Answer from the article on Canada's drug price regulator below.
(a) Who is the executive director of the Patented Medicine Prices Review Board?
(b) Among other things, what ability do the reforms give the board?
(c) What does Zolgensma cost for a one-time treatment?

TEXT SECTION
_ _ _
Health

Canadian drug price regulator may be flexible on rare diseases


TORONTO (Reuters) – Canada’s patented drug price regulator, set to gain new powers next year, may be “more forgiving” in setting price caps for drugs that treat rare diseases, the agency’s executive director told Reuters, as some advocates warned the country’s pricing reforms would hurt patients.

The Canadian government announced final regulations meant to cut drug spending on Friday. The reforms expand the Patented Medicine Prices Review Board’s (PMPRB) powers, and among other things give it the ability to consider the cost-effectiveness of medications.

Doug Clark, executive director of the PMPRB, noted that improving access to rare disease drugs was part of the most recent federal budget.

“We’ve signaled for some time that we’re going to be a bit more forgiving in the ceilings that we apply to these drugs, because we want to be consistent with the government’s broader commitment to trying to facilitate access,” he said in an interview on Friday, referring back to technical documents provided to some advisory committees.

While rare disease drugs face small markets by definition, high prices and policies that speed their approval have created a profitable niche for some drugmakers. That trend may accelerate with the introduction of gene therapies like Novartis’s new Zolgensma, which at $2.125 million for a one-time treatment is the world’s most expensive drug.
_ _ _
RECORD EXTRACTS

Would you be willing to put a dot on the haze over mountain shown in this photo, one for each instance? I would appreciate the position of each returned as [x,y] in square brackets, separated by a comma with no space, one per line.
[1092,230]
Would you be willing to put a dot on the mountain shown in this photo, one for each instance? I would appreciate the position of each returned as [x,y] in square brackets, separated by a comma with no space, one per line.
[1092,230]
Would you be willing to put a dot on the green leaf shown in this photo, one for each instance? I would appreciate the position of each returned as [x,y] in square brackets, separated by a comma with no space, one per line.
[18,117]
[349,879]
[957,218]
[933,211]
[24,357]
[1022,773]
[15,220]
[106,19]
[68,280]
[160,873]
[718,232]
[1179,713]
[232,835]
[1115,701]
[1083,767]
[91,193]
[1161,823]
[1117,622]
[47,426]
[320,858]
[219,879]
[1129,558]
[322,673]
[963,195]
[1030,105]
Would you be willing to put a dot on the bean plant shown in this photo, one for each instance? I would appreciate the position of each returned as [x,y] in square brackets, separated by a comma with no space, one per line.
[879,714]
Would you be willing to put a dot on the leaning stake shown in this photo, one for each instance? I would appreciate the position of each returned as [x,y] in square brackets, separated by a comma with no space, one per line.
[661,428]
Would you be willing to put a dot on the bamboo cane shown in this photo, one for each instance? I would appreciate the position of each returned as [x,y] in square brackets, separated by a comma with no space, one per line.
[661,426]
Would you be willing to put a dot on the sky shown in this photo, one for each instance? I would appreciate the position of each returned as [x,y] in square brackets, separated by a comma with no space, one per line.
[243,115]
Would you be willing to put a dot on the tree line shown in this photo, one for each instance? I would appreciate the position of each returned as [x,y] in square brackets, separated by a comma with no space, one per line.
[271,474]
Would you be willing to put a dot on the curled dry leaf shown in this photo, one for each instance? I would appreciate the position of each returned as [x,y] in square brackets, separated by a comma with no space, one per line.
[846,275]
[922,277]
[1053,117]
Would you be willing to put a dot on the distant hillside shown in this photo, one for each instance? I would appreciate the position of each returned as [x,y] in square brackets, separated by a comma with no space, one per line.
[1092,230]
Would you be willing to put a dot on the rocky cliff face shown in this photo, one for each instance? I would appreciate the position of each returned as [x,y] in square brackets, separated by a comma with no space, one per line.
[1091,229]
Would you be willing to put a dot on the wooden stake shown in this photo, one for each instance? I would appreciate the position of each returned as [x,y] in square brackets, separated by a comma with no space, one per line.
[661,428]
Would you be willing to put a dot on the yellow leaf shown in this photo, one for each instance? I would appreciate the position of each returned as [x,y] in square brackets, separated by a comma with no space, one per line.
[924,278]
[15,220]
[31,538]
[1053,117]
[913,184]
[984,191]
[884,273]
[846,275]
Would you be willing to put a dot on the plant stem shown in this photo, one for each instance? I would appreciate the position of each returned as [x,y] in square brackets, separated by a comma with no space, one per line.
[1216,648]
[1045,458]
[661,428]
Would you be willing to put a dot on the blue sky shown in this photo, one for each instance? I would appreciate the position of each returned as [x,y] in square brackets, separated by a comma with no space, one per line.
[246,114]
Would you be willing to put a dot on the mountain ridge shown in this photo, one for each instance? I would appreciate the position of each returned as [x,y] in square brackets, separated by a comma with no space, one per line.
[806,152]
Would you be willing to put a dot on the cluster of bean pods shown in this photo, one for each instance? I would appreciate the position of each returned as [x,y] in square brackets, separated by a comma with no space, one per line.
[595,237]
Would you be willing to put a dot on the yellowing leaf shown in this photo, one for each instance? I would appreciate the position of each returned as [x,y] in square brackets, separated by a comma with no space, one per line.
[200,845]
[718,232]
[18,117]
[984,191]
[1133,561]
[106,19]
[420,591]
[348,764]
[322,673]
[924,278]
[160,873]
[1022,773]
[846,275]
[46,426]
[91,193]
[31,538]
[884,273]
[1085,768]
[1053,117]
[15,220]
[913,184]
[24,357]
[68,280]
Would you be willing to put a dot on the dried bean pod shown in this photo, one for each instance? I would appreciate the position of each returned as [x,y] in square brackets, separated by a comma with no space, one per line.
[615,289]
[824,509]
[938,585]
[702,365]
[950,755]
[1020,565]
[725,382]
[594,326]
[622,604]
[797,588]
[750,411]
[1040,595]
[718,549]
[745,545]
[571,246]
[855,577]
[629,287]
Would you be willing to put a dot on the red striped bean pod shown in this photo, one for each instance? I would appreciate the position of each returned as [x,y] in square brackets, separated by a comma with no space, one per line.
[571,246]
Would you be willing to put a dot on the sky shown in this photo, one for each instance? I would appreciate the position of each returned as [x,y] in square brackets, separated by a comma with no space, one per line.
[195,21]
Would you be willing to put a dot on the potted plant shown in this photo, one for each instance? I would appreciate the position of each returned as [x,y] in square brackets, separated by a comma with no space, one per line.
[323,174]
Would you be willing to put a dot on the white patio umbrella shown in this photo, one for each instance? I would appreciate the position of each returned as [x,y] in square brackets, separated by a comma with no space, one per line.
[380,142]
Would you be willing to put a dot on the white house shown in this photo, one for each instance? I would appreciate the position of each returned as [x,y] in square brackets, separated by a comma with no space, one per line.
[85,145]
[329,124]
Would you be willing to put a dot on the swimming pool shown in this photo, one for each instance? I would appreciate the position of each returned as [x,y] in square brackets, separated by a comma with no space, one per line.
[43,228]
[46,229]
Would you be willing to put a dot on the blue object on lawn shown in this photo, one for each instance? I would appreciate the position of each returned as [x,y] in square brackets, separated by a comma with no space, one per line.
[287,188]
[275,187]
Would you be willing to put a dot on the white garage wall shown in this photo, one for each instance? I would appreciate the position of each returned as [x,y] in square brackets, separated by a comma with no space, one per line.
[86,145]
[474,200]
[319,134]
_ _ _
RESULT OF THE EXERCISE
(a) Doug Clark
(b) The ability to consider the cost-effectiveness of medications
(c) $2.125 million